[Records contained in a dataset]
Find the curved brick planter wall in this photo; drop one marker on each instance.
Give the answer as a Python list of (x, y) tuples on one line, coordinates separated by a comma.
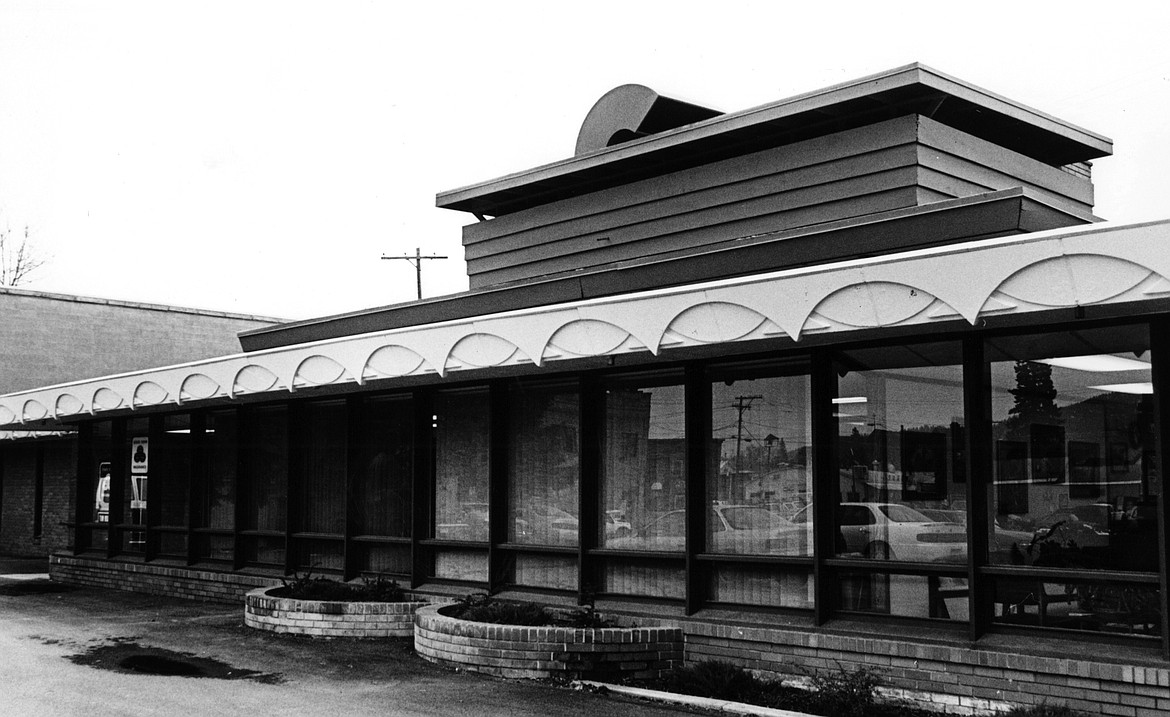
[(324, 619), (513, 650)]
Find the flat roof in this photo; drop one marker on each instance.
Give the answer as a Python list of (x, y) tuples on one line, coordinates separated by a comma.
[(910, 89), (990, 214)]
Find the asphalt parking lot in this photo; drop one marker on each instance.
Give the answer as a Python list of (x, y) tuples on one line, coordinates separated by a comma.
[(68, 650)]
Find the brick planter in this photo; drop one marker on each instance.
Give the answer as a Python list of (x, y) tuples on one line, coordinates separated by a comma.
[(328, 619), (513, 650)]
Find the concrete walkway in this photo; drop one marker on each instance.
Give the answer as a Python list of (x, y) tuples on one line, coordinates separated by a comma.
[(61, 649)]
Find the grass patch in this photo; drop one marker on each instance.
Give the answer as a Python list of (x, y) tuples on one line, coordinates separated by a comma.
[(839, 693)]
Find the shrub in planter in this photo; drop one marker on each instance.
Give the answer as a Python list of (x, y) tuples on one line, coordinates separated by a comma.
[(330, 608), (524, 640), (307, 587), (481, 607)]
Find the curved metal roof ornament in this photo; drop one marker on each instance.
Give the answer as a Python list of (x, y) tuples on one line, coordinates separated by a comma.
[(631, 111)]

** Exercise details **
Output each record verbatim, but skip anything that is a picture.

** Exercise result **
Find the curved brick planter wall in this photo; drop one marker on each instance.
Give the answer as a Python list of (x, y) tuples on one line, coordinates separated by a comma.
[(324, 619), (513, 650)]
Find the flat roof in this photo; drop one marker on each instance.
Give the answer as a Python list of (x, y) tuples on one line, coordinates separated by a comma.
[(910, 89), (990, 214)]
Find the asphalt parking lot in this photo; drop one marker on each instance.
Give the answer as a Python list of (x, y) tuples on one line, coordinates separated by a comma.
[(68, 650)]
Find the brick planter in this photo; drop one marker on each instance.
Give the answer as a Python list of (x, y) tuples on one line, coordinates separated by a comma.
[(328, 619), (513, 650)]
Find the concrete walkway in this photo; drop one marker on each instance.
Give the answer as a Python list of (x, y) tuples on one line, coordinates separated by a comma.
[(61, 649)]
Find the grass patch in this photo; drop one marker on each instance.
Give the answer as a Python list of (x, y) tuples on one line, coordinates separated by a comma.
[(839, 693)]
Find the shrub in planter in this photo; drop one marker on each instance.
Give the answer as a Python list of (x, y) tuples on one line, coordinates separated by a comma.
[(330, 608), (524, 640), (307, 587), (481, 607)]
Find the curved metal roof ornament in this photo; drop one marker on each instance.
Give the answer as a Python list of (x, y) tuples on one line, coordinates separated by a comma.
[(631, 111)]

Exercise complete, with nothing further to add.